REQUIRED WORK
Duplicate the material below, from the line containing "Where can the stone" through the line containing "<point>243,745</point>", both included.
Begin RECORDS PROVIDED
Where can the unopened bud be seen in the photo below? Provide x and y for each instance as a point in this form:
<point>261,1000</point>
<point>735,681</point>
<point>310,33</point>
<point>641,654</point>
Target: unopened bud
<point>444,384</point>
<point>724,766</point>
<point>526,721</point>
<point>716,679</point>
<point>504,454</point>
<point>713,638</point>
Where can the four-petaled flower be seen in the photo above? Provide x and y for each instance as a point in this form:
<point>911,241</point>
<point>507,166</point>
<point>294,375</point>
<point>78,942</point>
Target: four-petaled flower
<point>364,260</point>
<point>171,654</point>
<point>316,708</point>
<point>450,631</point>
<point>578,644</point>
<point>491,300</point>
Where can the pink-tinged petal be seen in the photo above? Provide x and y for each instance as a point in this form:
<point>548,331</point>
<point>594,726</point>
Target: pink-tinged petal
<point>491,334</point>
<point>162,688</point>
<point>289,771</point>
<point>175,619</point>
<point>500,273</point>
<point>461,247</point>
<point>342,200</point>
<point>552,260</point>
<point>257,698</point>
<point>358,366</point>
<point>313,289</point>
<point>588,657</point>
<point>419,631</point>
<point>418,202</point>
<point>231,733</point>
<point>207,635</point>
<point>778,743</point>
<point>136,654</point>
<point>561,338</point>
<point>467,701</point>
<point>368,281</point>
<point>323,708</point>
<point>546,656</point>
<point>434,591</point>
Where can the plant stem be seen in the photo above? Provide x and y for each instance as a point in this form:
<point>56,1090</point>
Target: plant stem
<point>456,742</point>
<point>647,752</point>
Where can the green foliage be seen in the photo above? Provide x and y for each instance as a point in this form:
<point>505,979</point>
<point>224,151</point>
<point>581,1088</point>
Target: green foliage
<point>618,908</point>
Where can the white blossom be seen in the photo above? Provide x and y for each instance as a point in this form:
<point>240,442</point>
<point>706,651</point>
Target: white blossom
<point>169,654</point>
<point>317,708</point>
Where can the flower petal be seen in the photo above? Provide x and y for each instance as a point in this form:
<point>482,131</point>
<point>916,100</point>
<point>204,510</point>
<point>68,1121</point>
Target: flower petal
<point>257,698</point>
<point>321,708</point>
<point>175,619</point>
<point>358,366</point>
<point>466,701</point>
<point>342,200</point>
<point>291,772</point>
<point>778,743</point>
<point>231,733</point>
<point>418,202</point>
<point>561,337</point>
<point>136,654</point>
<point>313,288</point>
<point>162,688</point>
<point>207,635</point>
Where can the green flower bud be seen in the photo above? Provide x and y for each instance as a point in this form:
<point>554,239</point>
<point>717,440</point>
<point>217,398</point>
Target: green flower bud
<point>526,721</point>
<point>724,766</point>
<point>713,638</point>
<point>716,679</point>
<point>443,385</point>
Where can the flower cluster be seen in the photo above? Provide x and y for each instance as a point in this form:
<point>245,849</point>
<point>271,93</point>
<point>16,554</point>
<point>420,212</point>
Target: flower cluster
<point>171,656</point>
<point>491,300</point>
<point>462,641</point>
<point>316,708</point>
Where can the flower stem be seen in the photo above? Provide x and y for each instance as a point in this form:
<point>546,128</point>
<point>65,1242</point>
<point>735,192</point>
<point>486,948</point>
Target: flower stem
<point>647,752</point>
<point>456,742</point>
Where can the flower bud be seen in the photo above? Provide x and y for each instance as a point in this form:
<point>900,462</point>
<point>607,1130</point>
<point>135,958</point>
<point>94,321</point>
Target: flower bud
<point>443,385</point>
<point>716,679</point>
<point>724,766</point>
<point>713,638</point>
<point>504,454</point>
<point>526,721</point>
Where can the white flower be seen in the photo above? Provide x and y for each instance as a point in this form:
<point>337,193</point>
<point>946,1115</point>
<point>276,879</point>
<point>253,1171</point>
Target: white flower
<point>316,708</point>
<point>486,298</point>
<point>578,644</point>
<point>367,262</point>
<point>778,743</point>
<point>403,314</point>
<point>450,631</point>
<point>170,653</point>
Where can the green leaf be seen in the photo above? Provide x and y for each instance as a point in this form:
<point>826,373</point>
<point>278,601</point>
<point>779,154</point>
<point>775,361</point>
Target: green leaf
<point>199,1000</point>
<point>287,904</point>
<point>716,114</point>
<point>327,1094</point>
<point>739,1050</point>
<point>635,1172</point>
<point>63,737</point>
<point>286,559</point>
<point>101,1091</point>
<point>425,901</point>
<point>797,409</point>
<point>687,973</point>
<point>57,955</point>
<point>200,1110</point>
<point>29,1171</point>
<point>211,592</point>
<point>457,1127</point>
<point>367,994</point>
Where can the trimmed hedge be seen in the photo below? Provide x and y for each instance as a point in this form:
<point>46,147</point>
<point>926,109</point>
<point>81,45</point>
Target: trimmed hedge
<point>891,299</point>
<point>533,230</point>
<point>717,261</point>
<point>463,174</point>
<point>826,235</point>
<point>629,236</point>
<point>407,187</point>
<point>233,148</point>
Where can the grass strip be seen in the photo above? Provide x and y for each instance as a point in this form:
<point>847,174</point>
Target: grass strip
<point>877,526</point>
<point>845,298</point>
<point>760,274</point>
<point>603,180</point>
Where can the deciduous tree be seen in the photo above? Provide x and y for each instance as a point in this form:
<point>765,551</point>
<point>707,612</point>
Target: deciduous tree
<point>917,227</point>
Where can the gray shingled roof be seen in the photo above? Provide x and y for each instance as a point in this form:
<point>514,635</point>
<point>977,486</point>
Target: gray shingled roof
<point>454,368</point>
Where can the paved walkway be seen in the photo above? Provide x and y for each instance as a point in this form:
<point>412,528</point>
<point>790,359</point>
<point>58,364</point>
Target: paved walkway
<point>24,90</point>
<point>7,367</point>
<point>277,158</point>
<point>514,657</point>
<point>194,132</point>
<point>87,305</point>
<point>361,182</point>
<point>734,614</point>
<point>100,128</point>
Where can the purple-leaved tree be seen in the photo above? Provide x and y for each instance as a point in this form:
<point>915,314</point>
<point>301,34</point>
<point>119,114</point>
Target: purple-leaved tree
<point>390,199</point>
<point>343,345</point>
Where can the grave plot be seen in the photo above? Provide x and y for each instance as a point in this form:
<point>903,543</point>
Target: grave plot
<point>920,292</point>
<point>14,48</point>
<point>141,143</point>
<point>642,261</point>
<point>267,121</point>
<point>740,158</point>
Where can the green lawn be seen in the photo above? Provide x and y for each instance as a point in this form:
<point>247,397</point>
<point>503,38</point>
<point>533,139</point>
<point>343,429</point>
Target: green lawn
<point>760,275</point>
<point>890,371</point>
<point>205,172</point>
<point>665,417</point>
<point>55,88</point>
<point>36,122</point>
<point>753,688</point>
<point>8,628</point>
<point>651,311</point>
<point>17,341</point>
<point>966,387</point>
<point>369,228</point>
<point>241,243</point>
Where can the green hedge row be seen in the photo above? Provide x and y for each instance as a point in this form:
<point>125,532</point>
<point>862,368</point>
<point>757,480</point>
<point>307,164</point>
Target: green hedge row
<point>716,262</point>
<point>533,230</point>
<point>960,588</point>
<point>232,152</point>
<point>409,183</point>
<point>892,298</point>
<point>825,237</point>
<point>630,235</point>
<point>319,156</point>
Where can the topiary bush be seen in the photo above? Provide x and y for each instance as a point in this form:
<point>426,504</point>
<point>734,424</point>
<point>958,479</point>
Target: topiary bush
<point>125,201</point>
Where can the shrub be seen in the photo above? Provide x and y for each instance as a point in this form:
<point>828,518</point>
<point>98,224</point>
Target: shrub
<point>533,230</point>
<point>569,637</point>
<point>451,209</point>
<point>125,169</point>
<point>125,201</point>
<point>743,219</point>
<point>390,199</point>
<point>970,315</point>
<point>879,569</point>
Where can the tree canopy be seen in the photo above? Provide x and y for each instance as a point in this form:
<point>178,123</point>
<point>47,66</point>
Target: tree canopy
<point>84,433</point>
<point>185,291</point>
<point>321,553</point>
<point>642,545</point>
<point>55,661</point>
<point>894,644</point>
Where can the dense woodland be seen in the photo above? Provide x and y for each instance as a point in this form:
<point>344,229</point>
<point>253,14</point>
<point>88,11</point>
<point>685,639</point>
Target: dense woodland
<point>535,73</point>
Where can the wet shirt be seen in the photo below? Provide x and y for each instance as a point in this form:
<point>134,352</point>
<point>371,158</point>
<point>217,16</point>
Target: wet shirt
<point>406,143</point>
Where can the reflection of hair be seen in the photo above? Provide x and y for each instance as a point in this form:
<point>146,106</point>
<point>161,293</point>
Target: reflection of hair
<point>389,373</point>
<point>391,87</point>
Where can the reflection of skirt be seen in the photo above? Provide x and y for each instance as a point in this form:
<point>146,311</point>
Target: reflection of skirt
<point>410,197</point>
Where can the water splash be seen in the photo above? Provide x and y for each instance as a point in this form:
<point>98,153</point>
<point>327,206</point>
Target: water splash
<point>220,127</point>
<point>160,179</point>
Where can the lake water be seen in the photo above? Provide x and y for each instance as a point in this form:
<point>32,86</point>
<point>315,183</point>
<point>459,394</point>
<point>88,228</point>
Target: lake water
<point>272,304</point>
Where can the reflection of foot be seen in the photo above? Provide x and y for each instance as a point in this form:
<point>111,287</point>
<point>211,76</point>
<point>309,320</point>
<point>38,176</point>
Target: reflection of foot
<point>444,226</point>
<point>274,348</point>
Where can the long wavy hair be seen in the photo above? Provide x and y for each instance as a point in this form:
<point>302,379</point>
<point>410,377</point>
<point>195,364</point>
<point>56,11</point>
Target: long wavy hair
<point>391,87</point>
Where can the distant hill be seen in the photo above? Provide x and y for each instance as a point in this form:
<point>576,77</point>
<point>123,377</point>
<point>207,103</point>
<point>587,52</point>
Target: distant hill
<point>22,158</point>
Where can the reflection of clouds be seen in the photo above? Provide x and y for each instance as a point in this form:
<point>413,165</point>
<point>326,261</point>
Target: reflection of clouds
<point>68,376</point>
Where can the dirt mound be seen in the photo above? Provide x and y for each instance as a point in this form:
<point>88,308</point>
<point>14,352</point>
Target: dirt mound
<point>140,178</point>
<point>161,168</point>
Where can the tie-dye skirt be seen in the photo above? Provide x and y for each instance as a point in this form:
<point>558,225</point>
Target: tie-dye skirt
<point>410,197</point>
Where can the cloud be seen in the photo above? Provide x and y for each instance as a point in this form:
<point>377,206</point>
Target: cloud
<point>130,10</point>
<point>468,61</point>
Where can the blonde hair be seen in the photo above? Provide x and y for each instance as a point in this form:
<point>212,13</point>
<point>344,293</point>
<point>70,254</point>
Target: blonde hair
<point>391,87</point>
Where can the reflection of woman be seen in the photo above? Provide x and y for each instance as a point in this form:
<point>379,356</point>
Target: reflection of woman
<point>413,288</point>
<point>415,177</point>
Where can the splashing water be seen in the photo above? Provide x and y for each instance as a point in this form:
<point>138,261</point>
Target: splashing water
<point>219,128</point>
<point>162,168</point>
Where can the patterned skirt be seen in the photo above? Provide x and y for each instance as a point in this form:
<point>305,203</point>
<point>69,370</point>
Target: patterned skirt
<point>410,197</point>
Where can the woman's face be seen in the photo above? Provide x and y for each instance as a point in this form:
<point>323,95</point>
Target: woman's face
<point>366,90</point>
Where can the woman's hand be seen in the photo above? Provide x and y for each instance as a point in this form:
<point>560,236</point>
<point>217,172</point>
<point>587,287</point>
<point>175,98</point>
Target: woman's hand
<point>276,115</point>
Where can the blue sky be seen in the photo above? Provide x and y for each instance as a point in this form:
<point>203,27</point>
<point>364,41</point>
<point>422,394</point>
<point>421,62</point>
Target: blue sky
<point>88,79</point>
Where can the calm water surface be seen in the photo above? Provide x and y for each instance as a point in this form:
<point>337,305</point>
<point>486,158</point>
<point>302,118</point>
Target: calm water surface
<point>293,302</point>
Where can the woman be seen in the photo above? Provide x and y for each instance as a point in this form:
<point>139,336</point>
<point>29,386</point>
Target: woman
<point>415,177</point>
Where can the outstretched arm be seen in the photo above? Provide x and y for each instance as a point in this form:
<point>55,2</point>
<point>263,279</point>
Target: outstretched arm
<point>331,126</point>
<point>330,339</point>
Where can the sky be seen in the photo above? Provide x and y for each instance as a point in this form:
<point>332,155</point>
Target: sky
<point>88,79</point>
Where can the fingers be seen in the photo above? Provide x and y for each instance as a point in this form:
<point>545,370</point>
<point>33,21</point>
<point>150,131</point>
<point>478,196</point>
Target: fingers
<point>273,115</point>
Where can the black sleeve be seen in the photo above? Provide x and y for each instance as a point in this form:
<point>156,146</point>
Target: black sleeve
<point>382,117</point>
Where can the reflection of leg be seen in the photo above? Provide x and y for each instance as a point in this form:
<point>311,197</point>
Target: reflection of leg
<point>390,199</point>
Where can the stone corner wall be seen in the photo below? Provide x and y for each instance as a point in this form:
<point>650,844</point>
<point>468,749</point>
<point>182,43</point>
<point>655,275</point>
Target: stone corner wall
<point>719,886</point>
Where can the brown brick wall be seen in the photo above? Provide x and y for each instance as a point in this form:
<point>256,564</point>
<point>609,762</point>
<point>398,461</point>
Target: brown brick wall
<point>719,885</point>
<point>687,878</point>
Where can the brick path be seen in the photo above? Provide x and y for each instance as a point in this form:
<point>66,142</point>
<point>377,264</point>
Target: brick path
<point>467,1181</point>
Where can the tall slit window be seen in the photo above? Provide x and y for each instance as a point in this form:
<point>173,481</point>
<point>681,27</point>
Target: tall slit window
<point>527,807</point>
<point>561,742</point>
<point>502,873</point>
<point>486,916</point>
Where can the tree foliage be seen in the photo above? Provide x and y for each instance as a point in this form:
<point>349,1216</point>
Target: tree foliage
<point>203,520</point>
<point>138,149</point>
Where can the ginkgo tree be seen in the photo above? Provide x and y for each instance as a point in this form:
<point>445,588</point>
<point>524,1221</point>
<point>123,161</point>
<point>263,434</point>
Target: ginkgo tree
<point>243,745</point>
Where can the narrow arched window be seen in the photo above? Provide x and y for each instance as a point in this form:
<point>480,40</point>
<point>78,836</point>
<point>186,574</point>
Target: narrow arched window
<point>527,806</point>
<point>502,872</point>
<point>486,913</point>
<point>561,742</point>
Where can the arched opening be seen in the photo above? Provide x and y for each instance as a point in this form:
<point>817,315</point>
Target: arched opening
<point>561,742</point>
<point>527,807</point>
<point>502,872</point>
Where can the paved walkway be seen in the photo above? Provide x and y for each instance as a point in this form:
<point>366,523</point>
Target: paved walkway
End RECORDS PROVIDED
REPLY TO THE TASK
Where can the stone corner wall be seen in the photo below? Provide x and y for each instance as a point in this form:
<point>650,844</point>
<point>468,749</point>
<point>182,43</point>
<point>655,275</point>
Target: stone corner wall
<point>719,886</point>
Where can the brown brick wall be seen in the photo above? Provide x and y for each instance as a point in this form:
<point>256,564</point>
<point>609,762</point>
<point>398,461</point>
Target: brown brick wall
<point>719,885</point>
<point>687,878</point>
Where can the brick path be seen in the photo above? Provide x and y for each instance as a point in this form:
<point>66,142</point>
<point>377,264</point>
Target: brick path
<point>467,1181</point>
Where can the tall slit window be seen in the photo above? Provide x and y for each instance as a point in this form:
<point>173,481</point>
<point>681,27</point>
Target: tall slit window
<point>527,807</point>
<point>561,742</point>
<point>502,873</point>
<point>486,916</point>
Where can the tree foliage be seen in the photo above? Provide x and y for each instance as a point in this form:
<point>349,1216</point>
Target: tree foliage
<point>203,520</point>
<point>138,149</point>
Where can the ginkgo tree be seen in the photo above? Provide x and y for each instance as a point in this form:
<point>445,588</point>
<point>524,1221</point>
<point>123,161</point>
<point>263,434</point>
Target: ginkgo tree
<point>243,745</point>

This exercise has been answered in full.